DATASET RECORDS >>
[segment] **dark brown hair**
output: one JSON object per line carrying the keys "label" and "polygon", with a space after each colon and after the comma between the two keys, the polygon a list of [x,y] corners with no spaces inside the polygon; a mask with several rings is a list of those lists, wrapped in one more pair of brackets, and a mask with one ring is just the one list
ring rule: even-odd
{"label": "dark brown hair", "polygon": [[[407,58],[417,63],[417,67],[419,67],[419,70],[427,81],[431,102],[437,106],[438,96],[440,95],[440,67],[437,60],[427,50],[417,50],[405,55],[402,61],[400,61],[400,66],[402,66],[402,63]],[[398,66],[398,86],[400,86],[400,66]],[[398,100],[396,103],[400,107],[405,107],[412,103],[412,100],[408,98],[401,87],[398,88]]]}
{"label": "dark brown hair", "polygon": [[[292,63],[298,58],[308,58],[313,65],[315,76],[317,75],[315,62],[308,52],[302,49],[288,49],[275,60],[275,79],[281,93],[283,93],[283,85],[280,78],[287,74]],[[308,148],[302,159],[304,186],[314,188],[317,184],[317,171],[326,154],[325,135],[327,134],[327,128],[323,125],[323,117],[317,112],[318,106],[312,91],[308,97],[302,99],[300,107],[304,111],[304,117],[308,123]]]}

PROMPT >> All of the material must be given again exactly.

REPLY TO THE TASK >>
[segment] **dark brown hair**
output: one JSON object per line carrying the keys "label" and "polygon", with a space after each colon and after the comma between the two keys, the polygon a list of [x,y] corners with no spaces inside the polygon; a mask with several rings is a list of those lists, wrapped in one more pair of brackets, and a mask with one ring is just the one list
ring rule: even-odd
{"label": "dark brown hair", "polygon": [[[407,58],[417,63],[417,67],[419,67],[419,70],[427,81],[431,102],[437,106],[438,96],[440,95],[440,67],[437,60],[427,50],[417,50],[405,55],[402,61],[400,61],[400,66],[402,66],[402,63]],[[398,66],[398,86],[400,86],[400,66]],[[398,100],[396,103],[400,107],[405,107],[412,103],[412,100],[408,98],[401,87],[398,88]]]}
{"label": "dark brown hair", "polygon": [[[292,63],[298,58],[308,58],[313,65],[315,76],[317,75],[315,62],[308,52],[302,49],[288,49],[275,60],[275,79],[281,93],[283,93],[283,85],[280,78],[287,74]],[[308,148],[302,159],[304,186],[314,188],[317,184],[317,171],[326,154],[325,135],[327,134],[327,128],[323,125],[323,117],[317,112],[318,106],[312,91],[308,97],[302,99],[300,107],[304,111],[304,117],[308,123]]]}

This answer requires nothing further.